Without the pictures, return all of the material exactly as written.
== SOURCE DATA ==
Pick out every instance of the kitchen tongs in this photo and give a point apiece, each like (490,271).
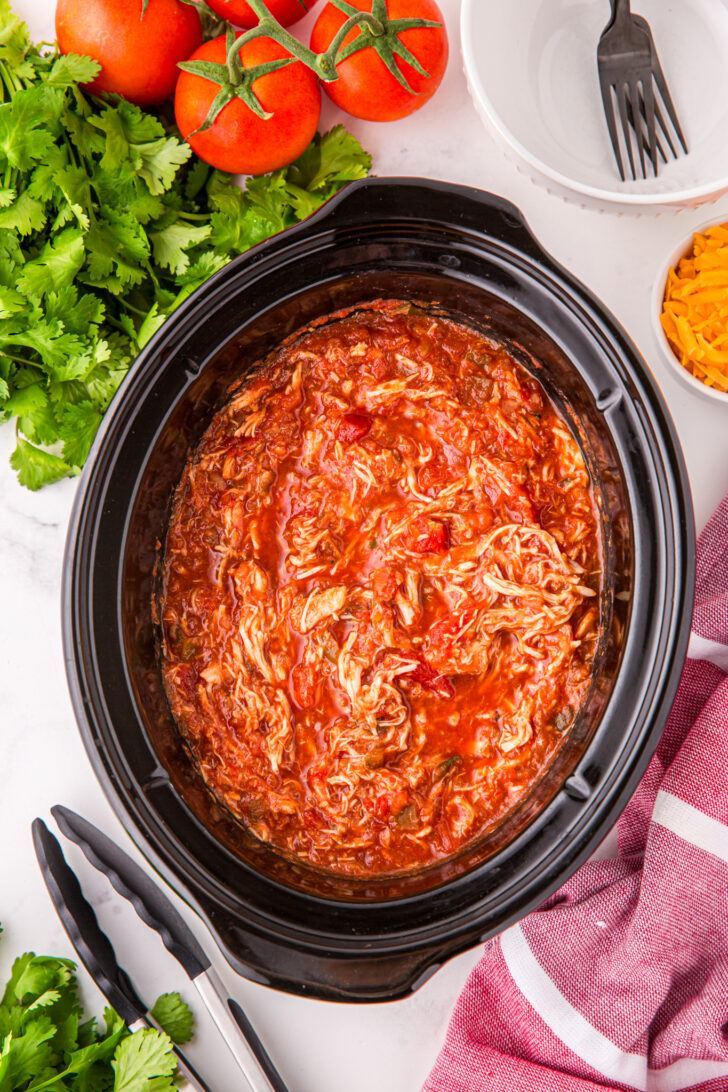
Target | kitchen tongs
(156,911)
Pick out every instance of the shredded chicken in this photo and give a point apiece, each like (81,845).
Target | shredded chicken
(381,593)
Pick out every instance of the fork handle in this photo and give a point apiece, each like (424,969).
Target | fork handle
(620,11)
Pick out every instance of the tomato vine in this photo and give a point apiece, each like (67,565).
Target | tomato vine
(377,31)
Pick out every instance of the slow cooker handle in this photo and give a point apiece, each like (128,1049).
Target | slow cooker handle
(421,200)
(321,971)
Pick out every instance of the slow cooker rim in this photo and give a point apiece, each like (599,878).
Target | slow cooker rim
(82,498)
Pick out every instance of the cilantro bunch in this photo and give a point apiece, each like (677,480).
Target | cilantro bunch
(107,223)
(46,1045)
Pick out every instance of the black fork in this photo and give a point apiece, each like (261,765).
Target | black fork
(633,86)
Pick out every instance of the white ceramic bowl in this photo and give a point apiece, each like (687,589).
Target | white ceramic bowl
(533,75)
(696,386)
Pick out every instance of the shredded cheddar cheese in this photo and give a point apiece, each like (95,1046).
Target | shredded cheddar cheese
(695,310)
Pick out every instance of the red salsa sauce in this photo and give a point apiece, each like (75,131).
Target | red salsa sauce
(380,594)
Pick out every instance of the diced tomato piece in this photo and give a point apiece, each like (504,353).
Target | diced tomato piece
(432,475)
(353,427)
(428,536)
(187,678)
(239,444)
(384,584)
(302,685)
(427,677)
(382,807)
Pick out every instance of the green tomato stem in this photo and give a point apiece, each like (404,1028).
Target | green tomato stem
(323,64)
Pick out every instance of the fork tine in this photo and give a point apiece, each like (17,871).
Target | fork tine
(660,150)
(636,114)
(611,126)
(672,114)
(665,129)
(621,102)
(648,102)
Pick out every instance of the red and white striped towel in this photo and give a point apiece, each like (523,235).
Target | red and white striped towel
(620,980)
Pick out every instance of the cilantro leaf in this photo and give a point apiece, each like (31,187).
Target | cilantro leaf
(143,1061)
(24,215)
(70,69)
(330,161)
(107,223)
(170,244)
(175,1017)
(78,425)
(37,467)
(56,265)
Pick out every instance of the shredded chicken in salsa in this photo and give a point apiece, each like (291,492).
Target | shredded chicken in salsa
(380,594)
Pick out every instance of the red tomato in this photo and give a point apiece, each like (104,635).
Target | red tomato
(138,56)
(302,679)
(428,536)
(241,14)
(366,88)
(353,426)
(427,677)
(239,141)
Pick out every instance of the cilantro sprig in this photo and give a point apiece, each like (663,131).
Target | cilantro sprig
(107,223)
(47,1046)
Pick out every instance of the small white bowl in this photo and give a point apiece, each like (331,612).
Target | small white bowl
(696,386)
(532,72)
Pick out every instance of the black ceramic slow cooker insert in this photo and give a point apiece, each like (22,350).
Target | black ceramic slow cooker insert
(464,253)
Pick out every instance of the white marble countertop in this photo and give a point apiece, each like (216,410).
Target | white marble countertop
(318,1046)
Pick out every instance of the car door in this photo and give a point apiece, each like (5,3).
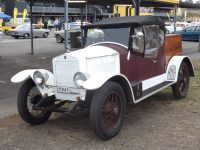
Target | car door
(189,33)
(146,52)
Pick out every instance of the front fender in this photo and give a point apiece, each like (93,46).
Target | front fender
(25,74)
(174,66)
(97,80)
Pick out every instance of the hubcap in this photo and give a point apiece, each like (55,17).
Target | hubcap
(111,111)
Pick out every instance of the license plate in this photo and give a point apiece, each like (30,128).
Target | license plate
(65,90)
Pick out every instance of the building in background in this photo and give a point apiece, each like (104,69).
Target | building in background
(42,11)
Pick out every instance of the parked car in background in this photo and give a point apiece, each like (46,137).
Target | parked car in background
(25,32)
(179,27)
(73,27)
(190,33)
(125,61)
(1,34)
===
* [CORRECT ANSWER]
Pick out every instance of the kitchen tongs in this photo and give a point apiece, each like (490,271).
Target | kitchen tongs
(156,911)
Pick out every instance of the shredded chicken in this photo and give a point apiece, each like (81,845).
Target | shredded chicken
(381,593)
Pick out every instance of the fork handle in this photo and give a point apiece, each like (424,969).
Target | fork handle
(620,11)
Pick out every instance of the tomato vine in this photo and give a point apiece, each like (67,565).
Target | tomato vine
(377,31)
Pick out every instance of the slow cooker handle in this photo and give a point apiece, each like (128,1049).
Target | slow cooker handle
(421,200)
(321,971)
Pick out every instance of the slow cooker rim in this photo and give a point apiece, each like (599,878).
Target | slow cooker rim
(82,498)
Pick out every instance of the cilantro bunch in this photo and give a point apiece, each like (677,480).
Target | cilantro bunch
(107,223)
(46,1045)
Pick out every instance of the black fork in this photo and give a point apiece, each like (261,765).
Target | black fork
(633,86)
Pick out every instance of the white ceramic bowl in this photo and give a point apiece, each like (687,589).
Target | white ceramic bowl
(533,75)
(696,386)
Pick out every instance of the shredded cheddar cheese in this photo and give a point apiece, each like (95,1046).
Target | shredded cheddar cheese
(695,310)
Pick out every instance of the red salsa sauce in this photo and give a point apiece, each like (75,131).
Target | red salsa sauce
(380,594)
Pick out every instance of the diced tomato piece in this photo and give a point apiece, each like (504,353).
Target | diced tomato piece
(432,475)
(353,427)
(428,536)
(187,678)
(239,444)
(384,584)
(302,685)
(427,677)
(382,807)
Pick out every instance of the green tomato stem in this photo and give a point apiece, each like (404,1028).
Target | green tomato stem
(323,64)
Pick out every instance of the fork tine in this photo and give a point apiece, each like (17,871).
Target | fork tine
(660,150)
(636,114)
(611,126)
(672,114)
(665,129)
(621,102)
(648,102)
Pick out every instance of the red and white striped towel in this photo and give a point apiece, each like (523,235).
Target | red and white striped towel
(620,980)
Pick out every instance of the cilantro leaf in this photo and give a point apiece, each like (31,187).
Target | cilantro leaf
(143,1061)
(24,215)
(70,69)
(330,161)
(107,223)
(170,244)
(175,1017)
(78,425)
(37,467)
(56,265)
Pick out every instance of the shredded chicken in salsa in this photo and give a point apiece, each like (291,492).
Target | shredded chicken in salsa
(380,594)
Pick out every instance of the red tomato in this photo and give a point apiece, each like (104,635).
Target | red tomato
(138,56)
(302,679)
(428,536)
(241,14)
(366,88)
(353,426)
(427,677)
(239,141)
Pick out every instance of the cilantro sprig in this photo and give a point apiece, each like (663,131).
Target | cilantro sprig
(107,223)
(47,1046)
Pick out every instance of the small white bowl in this photo and give a point apiece, each like (331,612).
Target | small white bowl
(696,386)
(532,72)
Pick out every instance of the black ceramic slow cooker insert in this photo and give a point apiece, each like (22,350).
Target | black ceramic slow cooker insert
(464,253)
Pick out every instance of the white marble countertop in this photo and give a point apiece, each like (216,410).
Target | white marble countertop
(318,1046)
Pick out every instance of the car door in this photo and give a point apiece, each like (5,3).
Target | car door
(189,33)
(146,52)
Pick out every instance of the front fender in this photo and give a point apiece, each like (93,46).
Target | front fender
(25,74)
(174,66)
(97,80)
Pick out every instance of the hubcap in this photo and give a point apiece, each like (55,17).
Target | hubcap
(111,111)
Pick out every instance of the license plate in this photo and give a point apiece, each like (30,128).
Target | license plate
(65,90)
Pick out every instance of the building in background in this photo and give a point apiece, each like (104,69).
Target | building in background
(42,11)
Pick out every instance of the parked car in background in this photo and give a point apiece, each like (46,137).
Target | parked car in background
(25,32)
(179,27)
(73,27)
(190,33)
(125,61)
(1,34)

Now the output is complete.